Instructions for the task:
Each entry should be returned exactly as written, with no pictures carried over.

Point-per-instance localization data:
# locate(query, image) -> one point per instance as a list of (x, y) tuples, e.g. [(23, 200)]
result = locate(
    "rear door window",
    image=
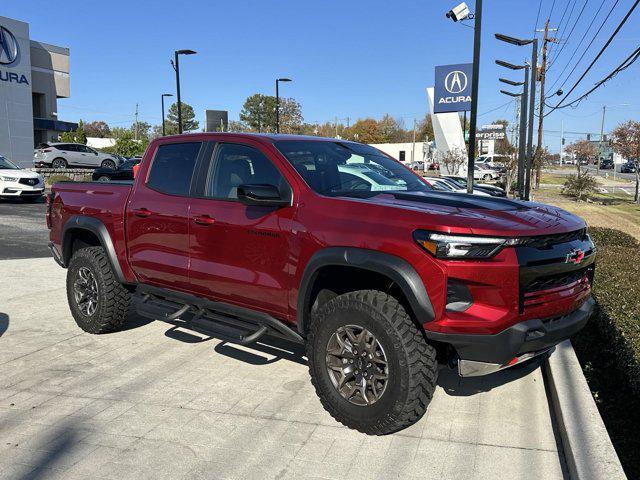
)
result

Task solution:
# locate(query, image) -> one point per instance as a list of (x, y) tuples, e.g. [(23, 200)]
result = locate(
    "rear door window",
    image=
)
result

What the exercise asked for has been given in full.